**AS TUAS TAREFAS**
A. No texto sobre a austeridade, que cargo ocupa Siza Vieira?
B. Prossiga o texto sobre a austeridade e a despesa pública a partir da última frase apresentada.

**EXCERTO DO DOCUMENTO**
= = =
Fui surpreendido com confusas declarações do nosso ministro de Estado, da Economia e da Transição Digital, Siza Vieira, há semanas. O governante referiu que «as despesas do Estado hoje são os impostos amanhã».
Dissecando estas declarações, fui invadido por uma séries de questões devido à tamanha contradição do ministro para com o seu governo, que afirmou sob voz do primeiro-Ministro António Costa que as medidas de austeridade são «contraproducentes» para a retoma económica.
Ainda assim, António Costa referiu na mesma entrevista que não quer dar «hoje uma resposta que amanhã não possa garantir». Afinal, a austeridade é uma má ideia do passado, ou uma resposta do futuro?
Não existe ainda uma ideia clara de como vão os governos europeus gerir a sua acentuada despesa pública, que irá disparar devido à crise pandémica da COVID-19.
Governos esses que estão mais limitados do que, por exemplo, economias como a americana ou a britânica que irão adotar medidas de monetarização, muito mais que a Zona Euro.
= = =
Dados anotados de localização em fotografias

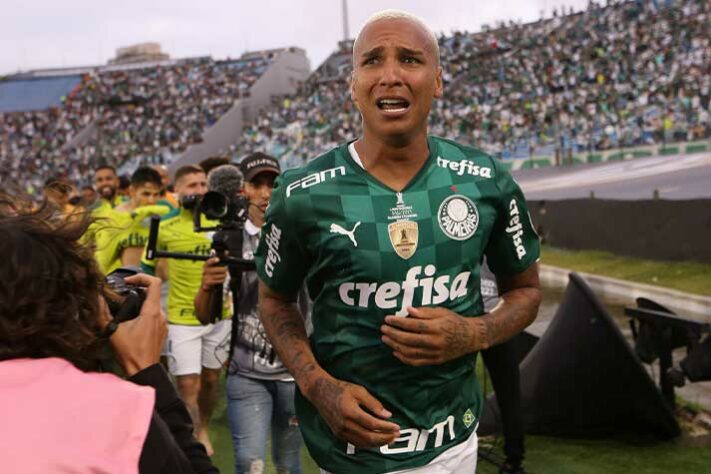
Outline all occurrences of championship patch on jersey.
[388,221,419,260]
[437,194,479,240]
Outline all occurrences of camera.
[105,267,146,323]
[195,191,249,228]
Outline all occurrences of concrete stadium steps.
[0,75,81,113]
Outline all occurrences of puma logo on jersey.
[338,265,471,316]
[437,156,491,178]
[331,221,360,247]
[506,198,526,260]
[286,166,346,198]
[346,415,456,454]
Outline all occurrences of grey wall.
[528,199,711,263]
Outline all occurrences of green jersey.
[94,205,170,275]
[141,208,231,326]
[256,137,539,473]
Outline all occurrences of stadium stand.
[0,54,280,192]
[0,75,81,113]
[238,0,711,166]
[0,0,711,191]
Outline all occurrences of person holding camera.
[141,165,231,455]
[195,153,306,474]
[0,196,219,474]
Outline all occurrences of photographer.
[141,165,232,455]
[195,153,306,474]
[0,197,218,474]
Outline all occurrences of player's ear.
[348,69,358,105]
[434,66,444,99]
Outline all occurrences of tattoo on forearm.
[262,302,316,382]
[311,378,345,424]
[443,318,473,354]
[481,288,540,348]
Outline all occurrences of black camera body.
[194,191,249,230]
[106,267,146,323]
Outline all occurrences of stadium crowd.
[0,54,272,192]
[0,0,711,193]
[241,0,711,165]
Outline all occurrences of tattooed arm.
[381,264,541,365]
[259,282,400,448]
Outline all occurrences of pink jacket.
[0,358,155,474]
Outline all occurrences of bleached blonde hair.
[353,9,439,67]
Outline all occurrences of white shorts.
[166,319,232,376]
[321,429,479,474]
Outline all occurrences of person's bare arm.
[259,282,400,448]
[381,264,541,365]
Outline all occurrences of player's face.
[244,172,276,213]
[130,183,160,207]
[351,19,442,143]
[94,168,119,199]
[175,173,207,197]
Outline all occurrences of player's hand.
[202,257,227,287]
[308,376,400,448]
[107,273,168,377]
[380,307,483,366]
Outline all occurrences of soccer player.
[95,166,171,274]
[256,11,540,474]
[152,165,178,209]
[81,165,124,248]
[94,165,123,210]
[141,165,232,455]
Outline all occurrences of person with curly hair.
[0,198,218,474]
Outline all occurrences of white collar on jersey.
[348,142,365,169]
[244,219,261,235]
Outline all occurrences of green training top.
[141,208,231,326]
[94,205,170,275]
[256,137,540,473]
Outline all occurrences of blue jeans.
[227,375,301,474]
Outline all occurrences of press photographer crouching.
[0,198,219,474]
[195,153,307,474]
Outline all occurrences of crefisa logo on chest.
[437,194,479,240]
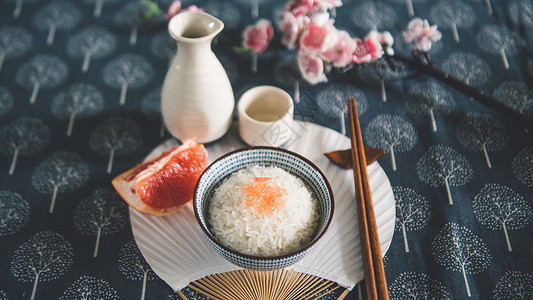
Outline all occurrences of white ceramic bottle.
[161,11,235,143]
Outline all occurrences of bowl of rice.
[193,146,334,271]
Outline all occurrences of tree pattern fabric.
[0,0,533,300]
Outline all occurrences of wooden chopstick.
[348,98,389,300]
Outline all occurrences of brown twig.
[387,51,533,131]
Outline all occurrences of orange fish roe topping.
[242,177,288,215]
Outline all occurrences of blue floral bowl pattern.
[193,147,334,271]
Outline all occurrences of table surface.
[0,0,533,299]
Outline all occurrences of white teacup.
[237,85,294,147]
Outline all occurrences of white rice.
[208,165,318,257]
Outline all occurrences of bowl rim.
[193,146,335,261]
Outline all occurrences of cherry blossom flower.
[298,53,328,84]
[403,18,442,52]
[180,5,205,12]
[314,0,342,9]
[243,19,274,53]
[353,38,383,64]
[300,22,332,55]
[242,19,274,73]
[279,11,304,49]
[321,30,357,68]
[165,1,181,20]
[165,0,204,20]
[365,30,394,55]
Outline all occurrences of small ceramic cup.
[237,85,294,147]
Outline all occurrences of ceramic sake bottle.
[161,11,235,143]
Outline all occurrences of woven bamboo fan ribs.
[180,270,342,300]
[130,121,395,300]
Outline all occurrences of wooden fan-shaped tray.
[130,122,395,299]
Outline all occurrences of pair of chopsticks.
[348,98,389,300]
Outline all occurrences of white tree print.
[67,26,117,73]
[389,272,450,300]
[430,0,476,43]
[442,52,491,86]
[74,189,128,257]
[103,54,153,105]
[113,1,158,46]
[11,231,74,300]
[51,83,104,136]
[407,81,456,132]
[239,0,272,18]
[476,24,518,70]
[150,32,178,64]
[509,0,533,28]
[364,114,418,171]
[172,287,210,300]
[141,86,166,137]
[15,54,68,104]
[392,28,444,57]
[512,147,533,189]
[470,0,499,16]
[31,151,89,213]
[492,271,533,300]
[0,117,50,175]
[83,0,123,18]
[0,191,31,236]
[0,26,33,71]
[89,117,142,174]
[274,55,305,103]
[392,186,431,252]
[0,86,15,117]
[59,276,119,300]
[351,1,398,31]
[472,183,533,252]
[316,83,368,134]
[118,241,157,300]
[357,63,403,102]
[33,1,81,46]
[416,145,474,205]
[431,223,492,297]
[388,0,427,18]
[494,80,533,117]
[456,113,509,168]
[5,0,40,19]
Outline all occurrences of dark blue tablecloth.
[0,0,533,299]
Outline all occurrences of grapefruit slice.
[111,140,208,216]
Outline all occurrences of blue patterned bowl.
[193,147,334,271]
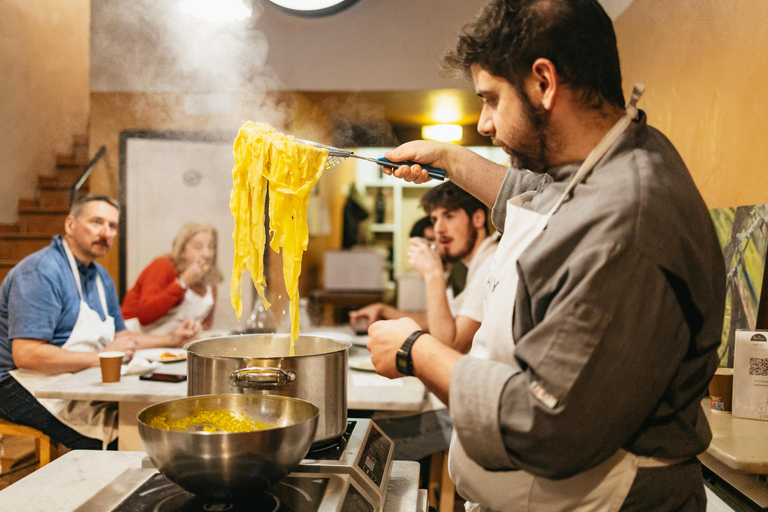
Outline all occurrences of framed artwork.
[709,204,768,368]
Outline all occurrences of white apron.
[448,85,665,512]
[125,286,213,336]
[10,240,117,448]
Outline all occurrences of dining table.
[35,325,426,451]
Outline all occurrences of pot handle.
[229,366,296,388]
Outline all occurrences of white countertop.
[35,346,426,411]
[0,450,419,512]
[701,398,768,474]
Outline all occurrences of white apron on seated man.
[0,194,201,449]
[368,0,725,512]
[349,182,499,352]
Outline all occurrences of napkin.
[120,357,157,375]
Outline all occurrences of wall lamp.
[421,124,464,142]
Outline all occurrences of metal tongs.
[293,138,445,181]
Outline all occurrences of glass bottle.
[373,188,387,224]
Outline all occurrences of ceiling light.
[269,0,357,16]
[179,0,253,21]
[421,124,464,142]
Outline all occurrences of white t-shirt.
[446,233,500,322]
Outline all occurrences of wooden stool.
[0,418,51,469]
[427,450,456,512]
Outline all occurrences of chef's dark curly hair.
[443,0,624,109]
[419,181,488,233]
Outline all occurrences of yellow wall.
[615,0,768,208]
[0,0,90,224]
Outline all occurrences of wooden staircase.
[0,136,88,281]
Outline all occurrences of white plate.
[135,348,187,363]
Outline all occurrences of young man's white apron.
[449,85,674,512]
[10,240,117,448]
[125,286,213,335]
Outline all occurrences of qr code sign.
[749,357,768,377]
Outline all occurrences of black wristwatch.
[395,331,426,375]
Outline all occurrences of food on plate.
[149,409,275,432]
[229,121,328,354]
[160,352,187,361]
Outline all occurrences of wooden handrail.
[69,146,107,206]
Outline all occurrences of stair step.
[56,165,85,183]
[56,155,88,168]
[72,135,90,160]
[37,176,79,188]
[0,233,51,260]
[37,187,73,209]
[19,199,69,214]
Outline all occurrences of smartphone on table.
[139,373,187,382]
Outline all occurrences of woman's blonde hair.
[168,222,224,286]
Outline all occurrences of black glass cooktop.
[113,473,329,512]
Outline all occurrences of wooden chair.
[0,418,55,469]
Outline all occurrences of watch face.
[269,0,357,17]
[395,350,413,375]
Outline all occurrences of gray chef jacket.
[450,111,725,479]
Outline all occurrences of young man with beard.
[368,0,725,511]
[349,182,498,353]
[0,194,199,449]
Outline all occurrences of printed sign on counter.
[733,330,768,420]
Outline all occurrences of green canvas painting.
[709,204,768,368]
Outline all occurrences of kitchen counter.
[0,450,420,512]
[34,340,426,452]
[698,397,768,508]
[701,398,768,474]
[35,347,425,411]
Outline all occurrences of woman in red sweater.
[121,222,223,334]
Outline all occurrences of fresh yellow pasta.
[229,121,328,344]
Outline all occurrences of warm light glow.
[421,124,464,142]
[429,92,462,123]
[179,0,253,21]
[270,0,344,11]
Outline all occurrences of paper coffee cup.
[709,368,733,412]
[99,351,125,383]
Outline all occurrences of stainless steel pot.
[138,395,320,499]
[184,334,350,445]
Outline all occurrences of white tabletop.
[0,450,419,512]
[35,346,425,411]
[701,398,768,474]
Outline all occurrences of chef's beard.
[494,92,549,173]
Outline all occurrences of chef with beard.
[368,0,725,511]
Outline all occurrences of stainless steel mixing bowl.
[138,395,320,499]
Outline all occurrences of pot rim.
[183,334,352,361]
[136,393,320,436]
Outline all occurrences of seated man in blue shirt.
[0,194,199,449]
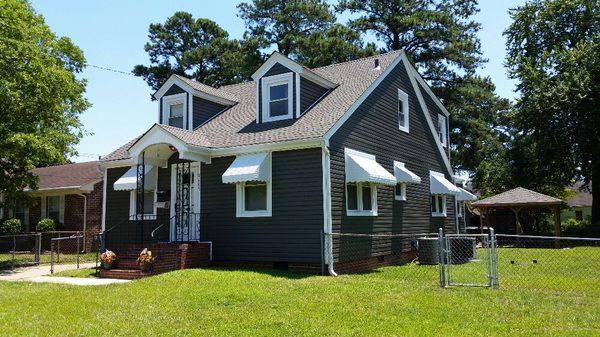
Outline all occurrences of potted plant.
[100,250,117,269]
[137,248,154,273]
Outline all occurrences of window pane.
[362,186,372,211]
[244,184,267,211]
[346,184,358,211]
[169,117,183,128]
[144,192,154,214]
[398,99,406,126]
[269,99,288,117]
[169,103,183,118]
[269,84,288,101]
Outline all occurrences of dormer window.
[261,73,294,122]
[163,93,187,129]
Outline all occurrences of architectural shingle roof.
[102,51,402,161]
[472,187,564,207]
[32,161,102,190]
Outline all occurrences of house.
[0,161,103,249]
[560,182,593,221]
[101,51,460,270]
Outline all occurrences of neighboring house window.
[431,194,446,217]
[438,115,448,146]
[398,89,409,132]
[46,195,61,224]
[262,73,294,122]
[129,190,156,217]
[236,181,271,217]
[163,93,187,129]
[394,183,406,201]
[346,183,377,216]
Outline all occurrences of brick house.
[0,161,103,248]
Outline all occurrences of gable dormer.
[154,75,238,130]
[252,52,337,123]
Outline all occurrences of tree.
[505,0,600,223]
[238,0,376,67]
[133,12,261,90]
[0,0,90,206]
[337,0,510,185]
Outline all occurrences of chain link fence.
[0,233,41,269]
[49,235,96,274]
[496,234,600,295]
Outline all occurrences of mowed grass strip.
[0,250,600,336]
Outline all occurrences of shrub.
[0,219,23,235]
[36,218,56,232]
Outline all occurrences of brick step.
[100,269,152,280]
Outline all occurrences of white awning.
[113,165,156,191]
[429,171,460,195]
[394,161,421,184]
[222,152,271,184]
[345,149,396,186]
[456,187,477,201]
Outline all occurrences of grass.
[0,245,600,336]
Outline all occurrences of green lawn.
[0,245,600,336]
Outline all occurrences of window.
[237,181,271,217]
[46,195,61,224]
[346,183,377,216]
[129,190,156,217]
[162,93,187,129]
[431,194,446,217]
[394,183,406,201]
[438,115,448,146]
[398,89,409,132]
[262,73,294,122]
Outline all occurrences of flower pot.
[140,263,152,273]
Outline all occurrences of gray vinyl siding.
[300,78,327,113]
[192,96,226,129]
[330,57,455,256]
[257,63,298,123]
[200,149,323,263]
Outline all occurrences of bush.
[36,218,56,232]
[0,219,23,235]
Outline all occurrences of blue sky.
[32,0,523,162]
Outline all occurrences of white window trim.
[431,194,448,217]
[397,89,410,132]
[438,114,448,147]
[394,183,406,201]
[235,181,273,218]
[162,92,188,130]
[346,183,377,216]
[129,190,157,220]
[261,72,294,122]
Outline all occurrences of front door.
[170,162,200,242]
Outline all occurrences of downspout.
[321,142,337,276]
[77,193,87,249]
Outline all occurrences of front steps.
[99,242,212,280]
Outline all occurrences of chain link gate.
[440,229,498,288]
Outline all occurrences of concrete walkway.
[0,262,129,286]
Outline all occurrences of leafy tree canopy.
[505,0,600,223]
[0,0,90,206]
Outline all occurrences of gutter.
[321,141,337,276]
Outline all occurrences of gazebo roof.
[472,187,564,208]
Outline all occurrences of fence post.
[77,236,82,269]
[35,233,42,264]
[490,228,500,289]
[438,228,446,288]
[50,239,54,274]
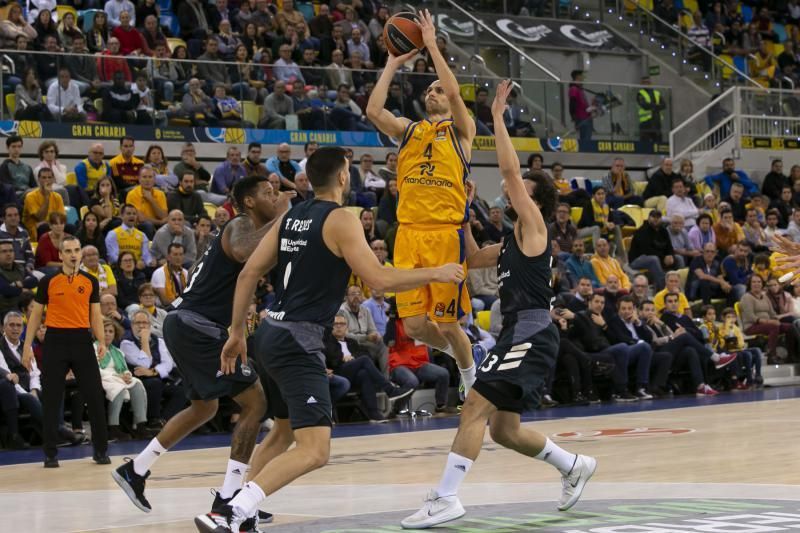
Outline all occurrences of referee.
[22,236,111,468]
= = =
**RESPOSTAS DADAS**
A. É ministro de Estado, da Economia e da Transição Digital.

B.
Penso que uma questão importante é perceber o que é austeridade. A austeridade não se contempla apenas com o aumentos de impostos.
Esses aumentos de impostos podem servir para aumentar a qualidade e quantidade dos serviços públicos, como a educação ou saúde. Nem todos os aumentos de impostos devem ser entendidos como prejudiciais para o contribuinte e a sociedade em geral. Depende muito.
A austeridade é a combinação do aumento dos impostos com o corte na despesa pública, nomeadamente nos serviços sociais, degradando as redes de welfare dos países.
Essa foi basicamente a receita que escolhemos para lidar com a crise financeira internacional de 2007-2009.
O governo de António Costa apareceu como alternativa a essas políticas de austeridade, propondo um caminho alternativo de devolução de rendimentos.
A retoma a este caminho revela o lado mais desprezível da política, e a meu ver, uma ameaça às democracias liberais, a decepção extrema do eleitorado.
Também importante, é o quão errado está o entendimento da funcionalidade desta política de «as despesas do Estado hoje são os impostos amanhã».
Esta é altura para aumentar a despesa pública e utilizar todos os mecanismos disponíveis para fazer isso, atenuando ao máximo as consequências de tal, em conformidade com o que aconteceu com vários planos macroeconómicos colossais no passado, hoje mencionados como exemplos nas recuperações económicas internacionais (exemplo do plano Marshall).
Com isto quero dizer que o aumento da despesa do Estado é o que irá permitir evitar o agravamento da recessão.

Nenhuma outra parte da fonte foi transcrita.